Exercise:
Recast the lines below as a Markdown table with the columns Number and Line, giving each line a row number and skipping blank lines. Leave the pictures out of the table.

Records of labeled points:
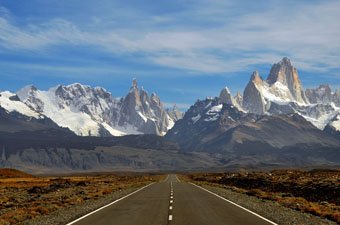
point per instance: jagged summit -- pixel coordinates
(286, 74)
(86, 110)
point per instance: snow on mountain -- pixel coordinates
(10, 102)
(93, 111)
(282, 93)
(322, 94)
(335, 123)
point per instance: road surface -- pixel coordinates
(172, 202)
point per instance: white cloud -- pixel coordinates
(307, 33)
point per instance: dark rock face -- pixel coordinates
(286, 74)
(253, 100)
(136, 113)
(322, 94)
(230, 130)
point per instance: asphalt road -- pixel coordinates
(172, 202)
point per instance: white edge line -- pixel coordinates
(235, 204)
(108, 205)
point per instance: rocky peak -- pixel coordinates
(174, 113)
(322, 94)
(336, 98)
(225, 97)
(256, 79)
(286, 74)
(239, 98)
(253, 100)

Final result:
| Number | Line |
|---|---|
| 1 | point per instance: jagged summit -- pixel coordinates |
| 2 | (286, 74) |
| 3 | (86, 110) |
| 4 | point per instance: snow on mountain -- pixel coordinates |
| 5 | (10, 102) |
| 6 | (93, 111) |
| 7 | (282, 93) |
| 8 | (322, 94) |
| 9 | (335, 123) |
| 10 | point per instance: road surface -- pixel coordinates |
| 11 | (172, 202) |
| 12 | point per instance: white cloud -- pixel coordinates |
| 13 | (307, 33) |
| 14 | point per instance: dark rock face -- pixel coordinates |
| 15 | (286, 74) |
| 16 | (253, 100) |
| 17 | (136, 113) |
| 18 | (322, 94) |
| 19 | (230, 130) |
| 20 | point per instance: asphalt road -- pixel coordinates |
| 21 | (172, 202) |
| 22 | point per instance: white edge line -- pixel coordinates |
| 23 | (235, 204) |
| 24 | (108, 205) |
| 25 | point per instance: rocky peak -- pixel coordinates |
| 26 | (174, 113) |
| 27 | (322, 94) |
| 28 | (336, 98) |
| 29 | (225, 97) |
| 30 | (256, 79) |
| 31 | (286, 74) |
| 32 | (239, 98) |
| 33 | (253, 100) |